--- Given text ---
_ _ _ _ _
First Thoughts: Emily Millionaire Hair Fertilizer

Recently, I went to look at hair products at my local market. I noticed that there was Emily Millionaire Hair Fertilizer so I picked it up. It wasn’t too expensive (300 Naira). I wanted to test it out for a product review since there aren’t too many reviews of our locally made products.

Here are some first looks:


The texture is creamy but it isn’t as thick as Emily Millionaire Coconut Oil and Herbs. It has a very similar scent to the coconut oil and herbs but there’s a mild menthol-like odor too. When I put it on my hand, it tingled a bit.


There are some good ingredients in here (coconut oil, jojoba oil, shea butter, avocado oil, etc.) but there are some questionable ones too. I noticed that one of the ingredients had a proper chemical name (Imidazolidinyl – Based Fertilizer). After a mini Google search, I found out that Imidazolidinyl Urea is a formaldehyde releaser and preservative. Formaldehyde releasers help prevent bacteria from growing in water-based products. They can be absorbed through the skin and have been linked to allergic skin reactions and cancer. [Source]  EWG’s Skin Deep Cosmetic Database gives a nice description about the compound.
_ _ _ _ _
--- Information shown ---
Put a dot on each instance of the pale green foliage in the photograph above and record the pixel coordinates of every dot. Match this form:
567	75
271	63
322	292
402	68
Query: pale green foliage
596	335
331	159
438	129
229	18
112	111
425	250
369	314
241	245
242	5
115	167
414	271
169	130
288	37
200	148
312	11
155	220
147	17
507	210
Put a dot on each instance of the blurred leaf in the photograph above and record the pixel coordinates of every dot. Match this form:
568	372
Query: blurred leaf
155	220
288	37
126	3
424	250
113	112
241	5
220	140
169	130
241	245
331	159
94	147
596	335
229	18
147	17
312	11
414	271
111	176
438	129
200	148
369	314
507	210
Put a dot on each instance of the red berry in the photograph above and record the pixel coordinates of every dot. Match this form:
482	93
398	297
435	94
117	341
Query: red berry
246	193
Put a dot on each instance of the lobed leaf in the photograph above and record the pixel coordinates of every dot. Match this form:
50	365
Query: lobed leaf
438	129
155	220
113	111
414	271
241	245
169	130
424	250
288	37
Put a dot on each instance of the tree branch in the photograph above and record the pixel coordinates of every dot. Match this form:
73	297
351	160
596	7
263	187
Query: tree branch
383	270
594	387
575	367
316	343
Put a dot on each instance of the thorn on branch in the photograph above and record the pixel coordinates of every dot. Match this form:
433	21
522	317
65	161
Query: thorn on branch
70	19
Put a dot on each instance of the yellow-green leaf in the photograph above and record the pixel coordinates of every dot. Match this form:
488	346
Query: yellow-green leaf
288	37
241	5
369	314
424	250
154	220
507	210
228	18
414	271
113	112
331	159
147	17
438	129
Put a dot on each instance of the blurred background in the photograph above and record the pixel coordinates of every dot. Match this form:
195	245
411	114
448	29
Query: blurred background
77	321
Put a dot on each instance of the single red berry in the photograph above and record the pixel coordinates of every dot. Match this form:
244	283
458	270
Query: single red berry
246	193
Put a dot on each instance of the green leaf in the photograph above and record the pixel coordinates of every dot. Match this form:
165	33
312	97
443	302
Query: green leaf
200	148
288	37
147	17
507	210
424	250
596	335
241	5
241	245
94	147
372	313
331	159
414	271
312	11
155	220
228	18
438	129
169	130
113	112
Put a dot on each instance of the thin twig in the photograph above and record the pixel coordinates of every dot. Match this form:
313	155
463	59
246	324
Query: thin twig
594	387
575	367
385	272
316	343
_ _ _ _ _
--- Exercises to complete ---
1. Could you restate the hair fertilizer review between "The texture is" and "tingled a bit.", inclusive, substituting "smooth" for "creamy"?
2. How would you say this sentence from the hair fertilizer review in Spanish: "When I put it on my hand, it tingled a bit."?

--- Responses ---
1.
The texture is smooth but it isn’t as thick as Emily Millionaire Coconut Oil and Herbs. It has a very similar scent to the coconut oil and herbs but there’s a mild menthol-like odor too. When I put it on my hand, it tingled a bit.

2. Cuando me lo puse en la mano, me hormigueó un poco.